- Given task -
Swap every occurrence of "one point per instance" in the records below for "one point for each instance", and reproduce the records with nothing else changed.

[Collection entries]
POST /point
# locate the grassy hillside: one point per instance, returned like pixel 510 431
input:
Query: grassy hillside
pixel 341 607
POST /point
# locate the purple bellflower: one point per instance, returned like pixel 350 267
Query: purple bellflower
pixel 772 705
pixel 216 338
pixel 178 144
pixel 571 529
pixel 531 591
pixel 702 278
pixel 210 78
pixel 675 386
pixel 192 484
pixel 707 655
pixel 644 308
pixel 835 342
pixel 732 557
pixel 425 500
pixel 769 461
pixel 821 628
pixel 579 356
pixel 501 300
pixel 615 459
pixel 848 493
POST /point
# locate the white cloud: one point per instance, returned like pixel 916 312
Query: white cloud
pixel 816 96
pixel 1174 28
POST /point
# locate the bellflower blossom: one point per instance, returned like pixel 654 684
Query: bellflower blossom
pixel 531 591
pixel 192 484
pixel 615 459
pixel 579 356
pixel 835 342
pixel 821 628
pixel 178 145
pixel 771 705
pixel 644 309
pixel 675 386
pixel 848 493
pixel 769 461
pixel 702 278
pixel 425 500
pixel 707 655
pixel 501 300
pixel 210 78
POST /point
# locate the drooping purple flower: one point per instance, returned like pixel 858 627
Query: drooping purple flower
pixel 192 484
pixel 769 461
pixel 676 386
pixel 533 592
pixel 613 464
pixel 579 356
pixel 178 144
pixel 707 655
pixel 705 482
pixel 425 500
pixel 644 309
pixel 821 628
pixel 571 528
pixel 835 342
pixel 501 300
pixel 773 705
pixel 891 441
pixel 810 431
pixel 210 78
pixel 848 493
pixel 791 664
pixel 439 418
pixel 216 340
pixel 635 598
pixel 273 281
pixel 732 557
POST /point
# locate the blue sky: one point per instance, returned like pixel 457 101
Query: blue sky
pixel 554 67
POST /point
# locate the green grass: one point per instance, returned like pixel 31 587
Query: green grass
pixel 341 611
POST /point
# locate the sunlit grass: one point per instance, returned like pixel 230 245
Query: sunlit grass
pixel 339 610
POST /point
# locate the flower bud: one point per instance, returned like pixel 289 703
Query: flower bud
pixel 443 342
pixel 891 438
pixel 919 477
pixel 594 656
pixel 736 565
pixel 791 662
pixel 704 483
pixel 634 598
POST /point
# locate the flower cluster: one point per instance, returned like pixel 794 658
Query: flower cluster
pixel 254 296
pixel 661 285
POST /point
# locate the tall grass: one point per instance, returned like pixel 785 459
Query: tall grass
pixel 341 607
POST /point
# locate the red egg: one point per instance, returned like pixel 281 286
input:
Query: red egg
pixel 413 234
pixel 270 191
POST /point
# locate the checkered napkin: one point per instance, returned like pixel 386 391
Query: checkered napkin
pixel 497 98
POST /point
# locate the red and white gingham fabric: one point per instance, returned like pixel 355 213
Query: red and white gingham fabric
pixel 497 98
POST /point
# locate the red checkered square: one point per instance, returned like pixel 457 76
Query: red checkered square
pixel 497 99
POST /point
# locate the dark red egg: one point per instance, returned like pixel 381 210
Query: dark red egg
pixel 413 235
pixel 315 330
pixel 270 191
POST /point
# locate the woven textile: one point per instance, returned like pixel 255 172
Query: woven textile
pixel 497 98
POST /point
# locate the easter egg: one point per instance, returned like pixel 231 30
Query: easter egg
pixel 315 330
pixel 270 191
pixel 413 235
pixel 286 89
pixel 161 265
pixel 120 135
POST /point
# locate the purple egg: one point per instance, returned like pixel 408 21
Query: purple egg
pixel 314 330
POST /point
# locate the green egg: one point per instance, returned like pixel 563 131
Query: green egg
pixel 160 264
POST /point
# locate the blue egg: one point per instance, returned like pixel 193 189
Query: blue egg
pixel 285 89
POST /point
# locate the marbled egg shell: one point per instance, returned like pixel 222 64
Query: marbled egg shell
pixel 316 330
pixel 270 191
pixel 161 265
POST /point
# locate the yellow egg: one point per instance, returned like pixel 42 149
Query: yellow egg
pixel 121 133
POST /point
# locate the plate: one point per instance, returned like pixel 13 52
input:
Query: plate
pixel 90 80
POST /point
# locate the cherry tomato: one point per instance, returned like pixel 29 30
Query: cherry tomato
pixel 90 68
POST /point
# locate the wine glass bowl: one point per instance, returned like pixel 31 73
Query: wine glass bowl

- Response below -
POST /point
# locate the grassy hillside: one point for each instance, returned like pixel 510 431
input:
Query: grassy hillside
pixel 341 607
POST /point
# locate the purple bellflower: one point for each instance, returned like pixel 350 267
Query: purple bellflower
pixel 772 705
pixel 216 338
pixel 178 144
pixel 571 529
pixel 531 591
pixel 702 278
pixel 210 78
pixel 675 386
pixel 192 484
pixel 707 655
pixel 644 308
pixel 835 342
pixel 732 557
pixel 425 500
pixel 769 461
pixel 821 628
pixel 579 356
pixel 501 300
pixel 615 459
pixel 848 493
POST /point
# locate the white cloud: one point for each instance, returned like pixel 916 312
Query: white cloud
pixel 816 96
pixel 1174 28
POST /point
# locate the bellflower blossom: one point for each instance, returned like pixel 654 684
Query: bellflower blossom
pixel 531 591
pixel 192 484
pixel 615 459
pixel 579 356
pixel 835 342
pixel 821 628
pixel 178 145
pixel 771 705
pixel 644 309
pixel 675 386
pixel 848 493
pixel 769 461
pixel 702 278
pixel 425 500
pixel 707 655
pixel 501 300
pixel 210 78
POST /point
# locate the drooping purple flower: one point for each instance, returned like pixel 858 627
Query: drooping purple flower
pixel 192 484
pixel 769 461
pixel 676 386
pixel 533 592
pixel 613 464
pixel 579 356
pixel 178 144
pixel 707 655
pixel 705 482
pixel 425 500
pixel 644 309
pixel 821 628
pixel 571 528
pixel 835 342
pixel 501 300
pixel 773 705
pixel 891 441
pixel 810 431
pixel 210 78
pixel 848 493
pixel 791 664
pixel 439 418
pixel 216 340
pixel 635 598
pixel 273 281
pixel 732 557
POST /point
# locate the blue sky: one point for each instance, returned like pixel 457 101
Query: blue sky
pixel 554 67
POST /point
# locate the green grass: one point for each instance, returned like pixel 31 587
Query: green grass
pixel 341 611
POST /point
# locate the sunlit grass: one point for each instance, returned like pixel 230 245
Query: sunlit grass
pixel 339 610
POST /point
# locate the flower bud: one point for each instance, returned like pixel 289 703
Query: flower bud
pixel 443 342
pixel 891 438
pixel 919 477
pixel 594 656
pixel 736 565
pixel 791 662
pixel 704 483
pixel 634 598
POST /point
# locate the flower cluster: one point for each instance, returned like pixel 794 658
Query: flower cluster
pixel 254 296
pixel 661 285
POST /point
# locate the tall grass: one point for each instance, returned like pixel 785 459
Query: tall grass
pixel 341 607
POST /point
# locate the red egg: one point for each instance, returned like pixel 281 286
input:
Query: red egg
pixel 413 234
pixel 270 191
POST /point
# locate the checkered napkin: one point for each instance, returned like pixel 386 391
Query: checkered napkin
pixel 497 98
POST /point
# locate the red and white gingham fabric: one point for each instance, returned like pixel 355 213
Query: red and white gingham fabric
pixel 497 98
POST /point
# locate the red checkered square: one point for each instance, returned like pixel 457 76
Query: red checkered square
pixel 497 99
POST /point
# locate the dark red egg: one point for each instance, returned like pixel 381 210
Query: dark red egg
pixel 413 235
pixel 315 330
pixel 270 191
POST /point
# locate the woven textile: one point for each instance, returned like pixel 255 172
Query: woven textile
pixel 497 98
POST /point
# locate the easter egg: one point for each instance, returned like pixel 231 30
Query: easter egg
pixel 315 330
pixel 270 191
pixel 413 235
pixel 286 89
pixel 161 265
pixel 120 135
POST /point
# locate the purple egg: one point for each instance, returned like pixel 408 21
Query: purple egg
pixel 314 330
POST /point
# locate the green egg: one point for each instance, returned like pixel 563 131
Query: green egg
pixel 160 264
POST /point
# locate the blue egg: one point for each instance, returned like pixel 193 189
Query: blue egg
pixel 285 89
POST /point
# locate the marbled egg shell: one point for each instance, returned like pixel 222 64
Query: marbled egg shell
pixel 316 330
pixel 270 191
pixel 161 265
POST /point
# locate the yellow egg: one point for each instance, returned like pixel 42 149
Query: yellow egg
pixel 121 133
POST /point
# locate the plate: one point for each instance, returned like pixel 13 52
input:
Query: plate
pixel 90 80
POST /point
# locate the cherry tomato: one point for each instance, returned like pixel 29 30
Query: cherry tomato
pixel 90 68
POST /point
# locate the wine glass bowl: one point for each instance, returned like pixel 31 73
Query: wine glass bowl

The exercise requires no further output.